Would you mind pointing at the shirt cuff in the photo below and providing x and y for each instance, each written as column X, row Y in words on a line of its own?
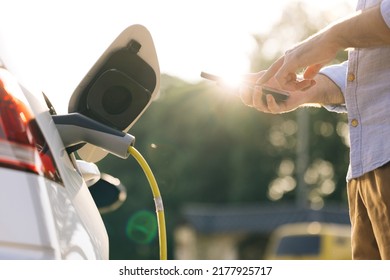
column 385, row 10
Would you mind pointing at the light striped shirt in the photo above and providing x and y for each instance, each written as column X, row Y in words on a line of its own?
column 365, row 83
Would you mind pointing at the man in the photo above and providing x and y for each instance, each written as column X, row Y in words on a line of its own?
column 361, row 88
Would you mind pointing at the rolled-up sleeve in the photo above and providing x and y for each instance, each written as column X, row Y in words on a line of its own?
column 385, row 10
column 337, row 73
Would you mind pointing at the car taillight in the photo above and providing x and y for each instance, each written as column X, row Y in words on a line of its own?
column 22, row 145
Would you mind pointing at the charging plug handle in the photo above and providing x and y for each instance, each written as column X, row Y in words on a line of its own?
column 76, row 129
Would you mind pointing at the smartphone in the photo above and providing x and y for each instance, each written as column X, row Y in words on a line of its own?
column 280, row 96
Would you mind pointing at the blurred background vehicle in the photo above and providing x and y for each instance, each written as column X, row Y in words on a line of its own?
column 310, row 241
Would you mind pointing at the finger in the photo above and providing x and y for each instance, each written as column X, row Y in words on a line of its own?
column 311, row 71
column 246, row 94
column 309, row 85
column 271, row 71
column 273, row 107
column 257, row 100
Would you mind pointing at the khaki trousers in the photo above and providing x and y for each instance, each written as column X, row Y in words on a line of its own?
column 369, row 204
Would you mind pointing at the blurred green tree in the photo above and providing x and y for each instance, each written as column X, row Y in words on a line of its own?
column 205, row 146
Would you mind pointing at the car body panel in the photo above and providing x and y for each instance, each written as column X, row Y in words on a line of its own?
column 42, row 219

== WHAT IS EXPECTED ==
Every entry above is to be transcribed exactly, with all pictures left out.

== EXERCISE RESPONSE ==
Would you mind pointing at the shirt cuff in the photo below and providing x and y for each instance, each written as column X, row Y in words on a line of its own?
column 385, row 10
Would you mind pointing at the light striped shirt in the photo above and providing x and y for each instance, each written as column X, row Y in words on a line of its own?
column 365, row 83
Would you mind pointing at the man in the photo above and providing x and y for each instance, each written as column X, row Y in words on a line of its own?
column 361, row 88
Would you mind pointing at the rolled-up sleeve in the photo above and providing x and y for each instance, each written as column X, row Y in words on a line of its own?
column 385, row 10
column 337, row 73
Would you mind pointing at the car taillight in the photo above and providing x and y for each instance, each written as column X, row Y in words on a line of its own?
column 22, row 145
Would you mind pointing at the charging plug handle in the photo above and providing x and y for each instance, each written as column X, row Y in words on a line of its own?
column 76, row 129
Would you mind pointing at the smartphone in the photo above and providing x and y for each instance, each written as column X, row Y in words on a line of its own?
column 280, row 96
Would you mind pointing at the blurred background vehicle in the photo above and providing x and y for each instance, each written as column X, row Y in words on a line of its own?
column 310, row 241
Would you mind pointing at the finger in the photo above and providing x and y for each instance, each written as column X, row Y in words on a line of its own?
column 311, row 71
column 246, row 94
column 309, row 85
column 271, row 71
column 273, row 107
column 257, row 100
Would you mind pointing at the khaki trousers in the photo above and providing x and y for each instance, each written as column X, row Y in words on a line of its own?
column 369, row 204
Would you mind pointing at the blurred green tree in the photo above and providing x and y for each instance, each written as column X, row Y in words on a line of its own?
column 205, row 146
Would you mind pointing at the car body panel in the photo above and providing x and y for each instance, each written as column X, row Y in words on a line of its own?
column 42, row 219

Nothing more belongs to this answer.